SET TASKS:
- A) Reproduce the text on King Richard between "Richard was released" and "the decisive turning-point.", inclusive.
- B) According to the text on King Richard, how much was paid for his release in February 1194?
- C) Translate this sentence from the text on King Richard into Spanish: "One of the marks of Richard’s greatness had been his ability to choose ministers, above all, Hubert Walter in England."

Richard was released in February 1194 after payment of 100,000 marks, the first two-thirds of the king’s ransom. After a brief visit to England (March–May 1194) he returned to the Continent and devoted the next five years to the hard grind of recovering the territory lost so rapidly while he was in prison. By the end of 1198 Richard’s skilful diplomacy, fine generalship, and his greater resources meant that he had succeeded in recapturing almost everything that had been lost. Then, in April 1199, Richard died as the result of a wound suffered at the siege of Chalus-Chabrol (near Limoges) where he was engaged in suppressing a rebellion led by the count of Angoulême and the viscount of Limoges. In the Angevin–Capetian struggle this was to be the decisive turning-point.
One of the marks of Richard’s greatness had been his ability to choose ministers, above all, Hubert Walter in England. As justiciar, archbishop of Canterbury, and papal legate Hubert Walter stood for harmonious co-operation between king and Church. In England, as in the other provinces of the Angevin Empire, Richard’s long absences meant the continuing development, under Walter’s supervision, of an effective machinery of central government. From the point of view of Richard’s subjects, this meant increasingly heavy taxation, but there is no evidence to suggest that the financial burdens of war had brought the Angevin Empire to the point of economic collapse.

DATA PROVIDED:
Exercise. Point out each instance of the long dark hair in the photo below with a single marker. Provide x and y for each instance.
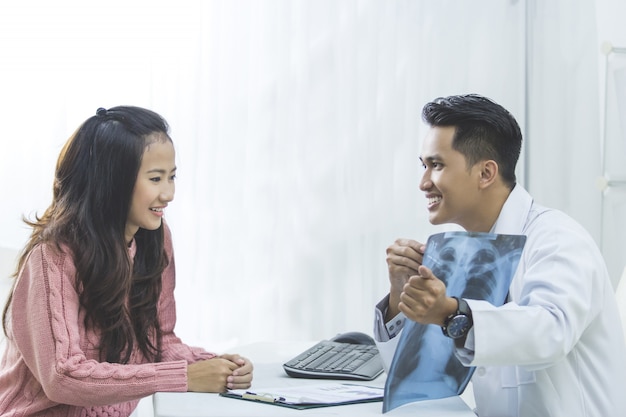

IN RESPONSE:
- A)
Richard was released in February 1194 after payment of 100,000 marks, the first two-thirds of the king’s ransom. After a brief visit to England (March–May 1194) he returned to the Continent and devoted the next five years to the hard grind of recovering the territory lost so rapidly while he was in prison. By the end of 1198 Richard’s skilful diplomacy, fine generalship, and his greater resources meant that he had succeeded in recapturing almost everything that had been lost. Then, in April 1199, Richard died as the result of a wound suffered at the siege of Chalus-Chabrol (near Limoges) where he was engaged in suppressing a rebellion led by the count of Angoulême and the viscount of Limoges. In the Angevin–Capetian struggle this was to be the decisive turning-point.

- B) 100,000 marks, the first two-thirds of the king’s ransom.

- C) Una de las señales de la grandeza de Ricardo había sido su capacidad para elegir ministros, sobre todo a Hubert Walter en Inglaterra.